» WRITTEN EXERCISE
Produce a word-for-word copy of the listing below without its pictures.

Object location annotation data
>>>>>
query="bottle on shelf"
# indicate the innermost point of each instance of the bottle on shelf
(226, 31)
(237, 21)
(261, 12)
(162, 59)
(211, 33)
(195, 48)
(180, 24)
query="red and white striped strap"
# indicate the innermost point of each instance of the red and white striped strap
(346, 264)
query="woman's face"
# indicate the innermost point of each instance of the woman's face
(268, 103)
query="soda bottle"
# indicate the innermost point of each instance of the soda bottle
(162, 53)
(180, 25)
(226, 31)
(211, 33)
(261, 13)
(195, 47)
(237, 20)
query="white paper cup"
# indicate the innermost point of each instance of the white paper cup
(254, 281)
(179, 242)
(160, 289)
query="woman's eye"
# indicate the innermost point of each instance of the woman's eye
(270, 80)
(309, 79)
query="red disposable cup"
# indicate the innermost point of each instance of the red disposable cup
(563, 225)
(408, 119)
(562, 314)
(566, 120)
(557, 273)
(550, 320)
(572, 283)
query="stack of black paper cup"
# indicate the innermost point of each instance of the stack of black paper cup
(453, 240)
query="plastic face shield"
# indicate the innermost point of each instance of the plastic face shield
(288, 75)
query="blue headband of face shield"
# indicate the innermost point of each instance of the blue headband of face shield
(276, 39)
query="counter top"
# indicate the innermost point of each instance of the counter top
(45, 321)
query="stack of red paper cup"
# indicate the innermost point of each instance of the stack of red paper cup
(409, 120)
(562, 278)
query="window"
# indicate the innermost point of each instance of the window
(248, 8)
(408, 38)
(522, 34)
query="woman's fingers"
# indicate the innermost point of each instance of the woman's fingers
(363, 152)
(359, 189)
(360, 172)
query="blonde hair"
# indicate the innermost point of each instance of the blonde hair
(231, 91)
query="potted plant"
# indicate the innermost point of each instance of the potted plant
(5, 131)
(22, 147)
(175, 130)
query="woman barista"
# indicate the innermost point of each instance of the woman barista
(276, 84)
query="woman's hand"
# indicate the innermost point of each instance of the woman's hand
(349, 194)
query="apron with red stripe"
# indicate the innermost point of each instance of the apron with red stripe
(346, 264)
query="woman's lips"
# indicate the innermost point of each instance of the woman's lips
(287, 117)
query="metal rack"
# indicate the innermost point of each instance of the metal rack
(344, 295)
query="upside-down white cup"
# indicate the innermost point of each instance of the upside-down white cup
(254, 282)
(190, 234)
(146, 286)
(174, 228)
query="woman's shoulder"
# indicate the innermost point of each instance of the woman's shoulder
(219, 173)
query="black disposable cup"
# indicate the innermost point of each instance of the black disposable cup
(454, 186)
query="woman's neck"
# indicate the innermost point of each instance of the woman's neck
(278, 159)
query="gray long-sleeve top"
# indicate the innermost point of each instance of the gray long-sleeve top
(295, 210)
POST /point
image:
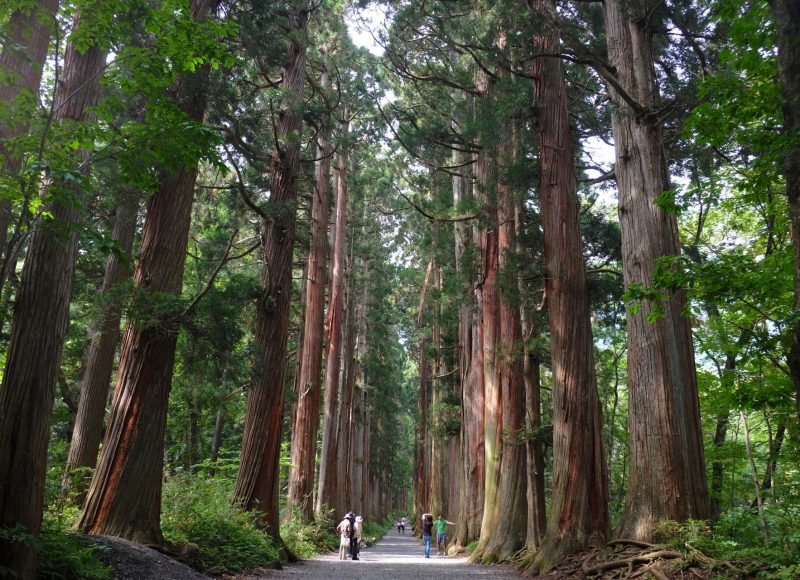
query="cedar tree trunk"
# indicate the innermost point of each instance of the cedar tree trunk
<<<<<
» EXERCISE RESULT
query="bottle on shelf"
# indicate the innermost point of each instance of the bottle on shelf
(226, 31)
(237, 21)
(261, 12)
(162, 59)
(211, 33)
(195, 48)
(180, 24)
query="red and white striped strap"
# indicate the innermost point of each instance of the red and white striped strap
(346, 264)
query="woman's face"
# indicate the innermost point of each instance of the woman's face
(268, 103)
query="soda bottle"
# indicate the innermost point of each instance of the soda bottle
(162, 53)
(180, 25)
(226, 31)
(211, 33)
(261, 13)
(195, 47)
(237, 20)
query="white paper cup"
# indicate the innermost point of each instance of the white paper cup
(254, 281)
(179, 242)
(160, 289)
query="woman's eye"
# indicate the innermost point of each instance of the woman's eye
(270, 80)
(309, 79)
query="red disposable cup"
# indicate the innermost point of each instance of the red disposable cup
(563, 225)
(408, 119)
(562, 314)
(566, 120)
(557, 273)
(550, 320)
(572, 283)
query="stack of black paper cup"
# indicate the innermost point of each instance of the stack of black paper cup
(453, 240)
query="plastic face shield"
# indicate the innermost point of each instance of the plastic face shield
(288, 75)
query="blue headband of face shield"
# indicate the innermost point of each instance of the blue headband of face shield
(276, 39)
query="counter top"
# indicate the innermost point of each instance of the counter top
(45, 321)
query="stack of red paper cup"
# indicate the innermost point of each instance of the stack of red paper cup
(409, 120)
(562, 278)
query="window"
# indicate the innermost point of each instance of the window
(248, 8)
(408, 38)
(522, 34)
query="woman's fingers"
# indicate the innermost point of each instance of the woman's fingers
(363, 152)
(359, 189)
(360, 172)
query="blonde hair"
# indicate the innermost point of each instance of the blonde hair
(231, 91)
query="potted plant"
# indicate the innermost point of each instance of the potted plant
(5, 131)
(22, 147)
(175, 130)
query="woman barista"
# indicate the innermost point of each instance of the woman barista
(276, 84)
query="woman's hand"
# indicate the innermost point of each instance of the woman's hand
(349, 194)
query="apron with red stripe"
# indicate the innermost point of each instance of the apron with red stripe
(346, 264)
query="woman's lips"
# indicate the innermost point of each instance of the woman's lips
(287, 117)
query="metal rack"
# indicate the innermost point of each instance of the metal rack
(344, 295)
query="upside-down white cup"
# indicate the innermost point of each instance of the upside-down white cup
(254, 282)
(190, 234)
(146, 286)
(174, 228)
query="woman's shoulder"
# indicate the innermost point of each instance of the woman's shoulder
(219, 173)
query="black disposable cup"
# indicate the innermost point of each instance of the black disposable cup
(454, 186)
query="woman's neck"
# indicate the innermost point of each instance of the woman's neck
(278, 159)
query="gray long-sleeve top"
# indicate the innermost point of each instance of the gray long-sleeve top
(295, 210)
POST /point
image:
query="cedar tree trunk"
# indicate the innermost point of each instance of the cedar tree trunk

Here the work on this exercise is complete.